DATA TO PROCESS –
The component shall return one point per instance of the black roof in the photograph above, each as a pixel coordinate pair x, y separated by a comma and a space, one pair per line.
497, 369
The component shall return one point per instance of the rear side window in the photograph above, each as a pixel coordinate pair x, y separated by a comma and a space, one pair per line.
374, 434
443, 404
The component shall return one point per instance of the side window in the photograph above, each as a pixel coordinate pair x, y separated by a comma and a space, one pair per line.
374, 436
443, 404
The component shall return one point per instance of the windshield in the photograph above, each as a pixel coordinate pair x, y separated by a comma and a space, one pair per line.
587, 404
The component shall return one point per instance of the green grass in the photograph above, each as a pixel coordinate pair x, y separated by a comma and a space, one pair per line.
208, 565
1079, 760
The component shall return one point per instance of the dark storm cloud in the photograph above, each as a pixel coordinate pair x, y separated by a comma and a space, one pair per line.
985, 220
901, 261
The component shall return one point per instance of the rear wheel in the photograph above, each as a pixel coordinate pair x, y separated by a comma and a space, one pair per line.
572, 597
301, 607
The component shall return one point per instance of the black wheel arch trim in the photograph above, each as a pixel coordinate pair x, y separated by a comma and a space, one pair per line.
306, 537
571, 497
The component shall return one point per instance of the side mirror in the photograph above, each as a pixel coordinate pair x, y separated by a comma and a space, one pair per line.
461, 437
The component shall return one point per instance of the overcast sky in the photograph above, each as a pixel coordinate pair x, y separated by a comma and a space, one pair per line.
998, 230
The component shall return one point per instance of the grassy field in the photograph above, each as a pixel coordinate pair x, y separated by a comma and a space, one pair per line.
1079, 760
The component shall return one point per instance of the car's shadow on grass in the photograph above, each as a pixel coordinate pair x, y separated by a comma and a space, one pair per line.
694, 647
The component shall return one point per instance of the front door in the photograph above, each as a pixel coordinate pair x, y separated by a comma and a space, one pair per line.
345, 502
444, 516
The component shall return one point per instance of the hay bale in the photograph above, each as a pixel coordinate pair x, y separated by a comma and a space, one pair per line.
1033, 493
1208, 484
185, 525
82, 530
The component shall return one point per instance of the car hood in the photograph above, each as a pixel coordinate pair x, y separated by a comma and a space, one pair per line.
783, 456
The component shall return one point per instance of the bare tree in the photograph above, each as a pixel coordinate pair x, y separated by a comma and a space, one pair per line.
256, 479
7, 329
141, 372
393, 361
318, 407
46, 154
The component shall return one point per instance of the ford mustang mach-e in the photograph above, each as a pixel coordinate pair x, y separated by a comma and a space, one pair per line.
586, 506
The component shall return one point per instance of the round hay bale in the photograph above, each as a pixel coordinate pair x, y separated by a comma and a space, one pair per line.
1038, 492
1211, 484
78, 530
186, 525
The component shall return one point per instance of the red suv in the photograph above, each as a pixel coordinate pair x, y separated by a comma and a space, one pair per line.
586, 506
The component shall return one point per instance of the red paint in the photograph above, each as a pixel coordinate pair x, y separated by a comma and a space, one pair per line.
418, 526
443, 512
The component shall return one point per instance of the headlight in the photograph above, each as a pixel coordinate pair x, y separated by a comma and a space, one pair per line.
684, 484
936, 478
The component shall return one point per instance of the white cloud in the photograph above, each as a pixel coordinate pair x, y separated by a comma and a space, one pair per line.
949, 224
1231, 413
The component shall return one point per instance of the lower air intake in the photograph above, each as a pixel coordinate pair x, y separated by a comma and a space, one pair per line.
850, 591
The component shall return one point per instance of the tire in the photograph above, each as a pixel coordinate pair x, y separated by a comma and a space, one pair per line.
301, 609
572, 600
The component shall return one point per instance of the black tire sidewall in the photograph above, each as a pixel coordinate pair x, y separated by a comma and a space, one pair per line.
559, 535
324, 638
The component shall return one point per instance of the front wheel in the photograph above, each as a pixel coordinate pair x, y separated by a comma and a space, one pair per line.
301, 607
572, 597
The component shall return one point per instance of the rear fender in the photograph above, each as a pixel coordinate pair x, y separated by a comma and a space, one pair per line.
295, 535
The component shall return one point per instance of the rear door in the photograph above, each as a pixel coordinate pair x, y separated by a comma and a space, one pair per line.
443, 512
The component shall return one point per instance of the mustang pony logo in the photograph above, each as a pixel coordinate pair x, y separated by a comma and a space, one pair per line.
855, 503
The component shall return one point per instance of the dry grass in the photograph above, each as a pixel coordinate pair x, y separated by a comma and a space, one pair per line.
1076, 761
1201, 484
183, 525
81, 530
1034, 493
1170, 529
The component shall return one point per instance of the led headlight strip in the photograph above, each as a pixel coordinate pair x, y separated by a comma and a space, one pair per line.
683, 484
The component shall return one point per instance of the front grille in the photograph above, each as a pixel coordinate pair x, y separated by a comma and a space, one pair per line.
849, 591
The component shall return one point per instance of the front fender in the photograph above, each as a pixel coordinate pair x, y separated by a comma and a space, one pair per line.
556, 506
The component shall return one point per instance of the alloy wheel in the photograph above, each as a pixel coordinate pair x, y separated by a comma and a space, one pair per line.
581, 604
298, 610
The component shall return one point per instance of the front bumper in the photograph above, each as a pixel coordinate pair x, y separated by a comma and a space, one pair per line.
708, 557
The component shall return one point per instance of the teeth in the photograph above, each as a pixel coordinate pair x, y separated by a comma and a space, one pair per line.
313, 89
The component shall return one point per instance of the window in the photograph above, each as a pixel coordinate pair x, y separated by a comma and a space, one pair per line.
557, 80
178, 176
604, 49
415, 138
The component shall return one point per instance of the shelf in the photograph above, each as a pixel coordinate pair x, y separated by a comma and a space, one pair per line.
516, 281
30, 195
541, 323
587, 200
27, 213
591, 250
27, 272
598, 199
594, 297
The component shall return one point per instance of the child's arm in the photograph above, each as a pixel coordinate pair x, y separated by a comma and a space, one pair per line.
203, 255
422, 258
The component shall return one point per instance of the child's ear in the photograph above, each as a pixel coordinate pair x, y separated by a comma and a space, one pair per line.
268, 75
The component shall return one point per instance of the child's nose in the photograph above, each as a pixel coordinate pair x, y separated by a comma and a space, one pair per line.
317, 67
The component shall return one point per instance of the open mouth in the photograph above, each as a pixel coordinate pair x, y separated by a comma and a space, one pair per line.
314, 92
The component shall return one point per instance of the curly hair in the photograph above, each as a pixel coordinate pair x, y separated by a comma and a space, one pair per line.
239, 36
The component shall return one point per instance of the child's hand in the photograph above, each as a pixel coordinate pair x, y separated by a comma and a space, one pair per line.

CHALLENGE –
Reformat every line of the items above as a single numbered list, dropping any blank lines.

IN RESPONSE –
1. The component shall return one point per instance of the black roof in the photograph above, each as a pixel coordinate pair x, y separated by a comma and a space, one pair per line.
2. 497, 369
3. The component shall return one point per instance of the rear side window in the photograph above, each as a pixel coordinate pair x, y separated by a comma and a space, one pair per line.
4. 374, 434
5. 443, 404
6. The component shall return one point per instance of the side window in the photograph above, each as a pixel coordinate pair x, y separated by a comma and a space, one pair per line.
7. 374, 436
8. 443, 404
9. The component shall return one point per instance of the windshield in the photograph above, each as a pixel coordinate pair x, y separated by a comma and a space, one pair per line.
10. 587, 404
11. The component shall return one point per instance of the green grass in the photograph above, each as a pixel coordinate pair x, y separated by a comma and a space, one pair per line.
12. 208, 565
13. 1079, 760
14. The component shall return one point per instance of the dark storm cloud in the photograph above, each as a pixel coordinate pair x, y separated by a comma and a space, one pair per line.
15. 985, 220
16. 901, 261
17. The component shall return one point per instance of the rear wheel in the photograph above, each as a pixel coordinate pair x, y separated by a comma and a space, one pair per line.
18. 572, 597
19. 301, 607
20. The component shall return one point per instance of the black wheel arch trim in the photograph above, each as a pixel coordinate pair x, y separated by a comma and a space, one pair per line.
21. 306, 537
22. 571, 497
23. The component shall return one point per instance of the side mirror in the photograph above, each as a pixel coordinate pair x, y separated by a comma and a space, one pair per line.
24. 461, 437
25. The component shall return one point per instance of the overcast sky in the photograph above, each as a pixel coordinate pair x, y separated by a comma and a space, one pair per line.
26. 998, 230
27. The component shall return one point per instance of the grassy field in the photograph above, each as a pixel coordinate pair x, y separated by a comma and a space, one pair per line.
28. 1079, 760
29. The component shall return one point per instance of the car's shadow on grass in the photograph above, each as a pixel coordinate pair x, y separated by a comma and a space, one pair per line.
30. 694, 647
31. The component shall return one point per instance of the front door in the photograph above, each as a pixel coordinate pair x, y separated by a comma and a space, one pair per line.
32. 345, 502
33. 444, 516
34. The component shall return one point per instance of the hay bale in the photograph above, each as a pixel coordinate pair x, y separated by a comma and a space, one pair per line.
35. 1033, 493
36. 1208, 484
37. 185, 525
38. 82, 530
39. The component shall return one point per instance of the car hood in the photograph above, each as a pixel coordinate pair x, y separated by a comma and a space, one pair per line.
40. 783, 456
41. The component shall return one point per instance of the bare tree in the photograph above, each as a pixel coordinate pair x, y separated by a comma and a space, one pair per line.
42. 256, 479
43. 7, 329
44. 141, 372
45. 393, 361
46. 318, 407
47. 46, 154
48. The component shall return one point per instance of the ford mustang mach-e in the photograph above, each as a pixel coordinate pair x, y separated by a comma and a space, one pair per line.
49. 586, 506
50. The component shall return one point per instance of the round hay bale in the photograph above, each as a pixel coordinate pair x, y separated by a comma and a space, one pair per line.
51. 1038, 492
52. 1211, 484
53. 78, 530
54. 186, 525
55. The component shall return one point per instance of the red suv in the photograph above, each as a pixel coordinate pair x, y separated by a comma and a space, one pair per line.
56. 586, 506
57. The component shall return one point per instance of the red paint in the photograph above, each as a pixel coordinate pair x, y separated by a comma and a space, one pair per line.
58. 418, 526
59. 443, 512
60. The component shall return one point per instance of the headlight in the photograph above, each as a pixel coordinate pair x, y separated by a comma and a space, one pair per line.
61. 684, 484
62. 936, 478
63. The component shall return one point per instance of the white cloud in the photograph above, each as a pixel coordinate pair x, y separated by a comma and a space, one pair per line.
64. 949, 224
65. 1231, 413
66. The component shall return one point per instance of the lower air intake in the photograph above, each as a pixel coordinate pair x, y separated by a comma and a space, one pair per line.
67. 850, 591
68. The component shall return one point per instance of the tire in the photograph above, each as a pixel coordinate pair x, y separated by a comma and a space, one pair per line.
69. 301, 609
70. 572, 600
71. The component shall return one point per instance of the black tire sidewall in the photograph above, each as a pixel coordinate pair x, y separated by a comma and a space, one pair per line.
72. 559, 535
73. 324, 638
74. The component shall return one point per instance of the front wheel in the photograph above, each as a pixel coordinate pair x, y separated by a comma and a space, one pair per line.
75. 301, 607
76. 572, 597
77. The component shall return one point per instance of the rear fender in the photograph above, each as a pixel coordinate pair x, y separated by a comma and a space, one pair per line.
78. 295, 535
79. The component shall return one point per instance of the rear door in the photograph above, each as a pixel coordinate pair x, y separated by a comma and a space, one pair per line.
80. 443, 512
81. The component shall return one point per instance of the mustang pony logo in the photograph above, each as a pixel coordinate pair x, y separated by a comma and a space, one pair per line.
82. 855, 503
83. The component shall return one point per instance of the dry grass in the photograph above, each as a pixel coordinate pair x, y separated by a comma and a space, one pair per line.
84. 1076, 761
85. 1201, 484
86. 183, 525
87. 81, 530
88. 1034, 493
89. 1170, 529
90. The component shall return one point per instance of the led headlight strip in the photograph above, each as a pixel coordinate pair x, y separated by a comma and a space, one pair per line.
91. 683, 484
92. The component shall return one point per instance of the front grille in the photograph above, each as a pixel coordinate pair x, y separated by a comma and a space, one pair per line.
93. 849, 591
94. The component shall return one point per instance of the front fender in the photograph above, each as a pixel coordinate pair x, y separated by a comma and a space, one pair per line.
95. 556, 506
96. The component shall return one point per instance of the alloy wheel in the photograph above, each as a pixel coordinate pair x, y separated by a comma and a space, one pair per line.
97. 581, 604
98. 298, 610
99. The component shall return one point per instance of the front bumper in the photograph above, each as a pixel coordinate pair x, y separated by a comma and a space, one pair per line.
100. 708, 557
101. The component shall return one point per instance of the teeth in the photograph above, each as a pixel coordinate pair x, y separated by a comma and a space, one pair per line.
102. 313, 89
103. The component shall return one point per instance of the window in the photograph above, each as a pixel coordinate pair x, y separated by a comma and a space, one pair per line.
104. 557, 80
105. 178, 176
106. 604, 49
107. 415, 138
108. The component shall return one point per instance of the shelf in the photograph above, each as a pixel coordinate pair x, y separated by a comma and a space, one pair per line.
109. 516, 281
110. 30, 195
111. 541, 323
112. 587, 200
113. 27, 213
114. 591, 250
115. 27, 272
116. 598, 199
117. 594, 297
118. The component shall return one point per instance of the child's arm in the photograph above, each as a pixel coordinate pair x, y separated by a comma and a space, one pair per line.
119. 203, 255
120. 422, 258
121. The component shall return one point per instance of the child's ear in the photograph above, each as a pixel coordinate pair x, y separated by a comma and a space, one pair per line.
122. 268, 75
123. The component shall return one point per instance of the child's nose in the photograph above, each as a pixel coordinate pair x, y separated by a comma and a space, one pair per line.
124. 317, 67
125. The component shall return one point per instance of the open mouth in the photograph above, each as a pixel coordinate pair x, y separated by a comma and a space, one pair per line.
126. 314, 92
127. The component shall return one point per instance of the curly hair in the photograph above, each as a pixel coordinate pair x, y separated by a comma and a space, one pair per line.
128. 239, 36
129. The component shall return one point per instance of the child's hand in the photograph above, each as a pixel coordinate pair x, y separated by a comma and a space, one pair per line.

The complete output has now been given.